Your objective: Among the records below, the line containing "just gimme the" marks the start. Output it and all lines after it exactly.

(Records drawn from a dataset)

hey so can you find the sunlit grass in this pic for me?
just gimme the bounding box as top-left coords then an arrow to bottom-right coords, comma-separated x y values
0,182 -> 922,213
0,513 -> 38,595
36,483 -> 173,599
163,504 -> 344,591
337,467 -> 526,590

Written solution:
just gimme the bounding box as top-left coords then an arrow to bottom-right coords, comma-separated x y values
0,182 -> 922,213
0,513 -> 38,595
36,483 -> 173,599
163,504 -> 344,591
337,467 -> 526,590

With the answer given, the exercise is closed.